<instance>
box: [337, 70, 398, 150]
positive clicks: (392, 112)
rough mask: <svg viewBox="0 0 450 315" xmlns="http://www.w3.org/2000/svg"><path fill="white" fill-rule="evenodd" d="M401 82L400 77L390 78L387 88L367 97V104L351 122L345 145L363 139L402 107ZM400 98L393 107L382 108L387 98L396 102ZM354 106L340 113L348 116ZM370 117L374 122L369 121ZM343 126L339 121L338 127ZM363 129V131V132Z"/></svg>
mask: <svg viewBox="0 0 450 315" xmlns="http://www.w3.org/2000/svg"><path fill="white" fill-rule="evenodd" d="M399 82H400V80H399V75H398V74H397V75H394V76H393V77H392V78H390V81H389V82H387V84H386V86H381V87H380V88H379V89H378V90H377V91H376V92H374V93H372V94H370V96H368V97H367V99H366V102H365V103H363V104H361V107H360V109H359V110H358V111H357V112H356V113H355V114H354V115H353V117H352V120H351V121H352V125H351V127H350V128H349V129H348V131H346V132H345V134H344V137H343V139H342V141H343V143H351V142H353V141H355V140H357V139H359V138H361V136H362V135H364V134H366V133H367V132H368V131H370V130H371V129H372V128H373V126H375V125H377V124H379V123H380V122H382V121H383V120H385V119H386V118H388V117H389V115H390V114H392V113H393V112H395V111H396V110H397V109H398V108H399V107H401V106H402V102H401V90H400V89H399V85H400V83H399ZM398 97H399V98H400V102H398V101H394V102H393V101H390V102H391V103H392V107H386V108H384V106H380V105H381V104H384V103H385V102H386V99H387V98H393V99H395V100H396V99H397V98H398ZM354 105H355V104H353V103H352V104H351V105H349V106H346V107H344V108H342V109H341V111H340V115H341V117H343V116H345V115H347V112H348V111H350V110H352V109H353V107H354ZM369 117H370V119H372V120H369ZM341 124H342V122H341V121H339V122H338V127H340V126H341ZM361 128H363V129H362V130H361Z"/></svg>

-- Directions for this task --
Repeat verbatim the opening run of entries, ending with the line that contains "positive clicks: (392, 112)".

-- Answer to this problem --
<instance>
box: [337, 70, 398, 150]
positive clicks: (392, 112)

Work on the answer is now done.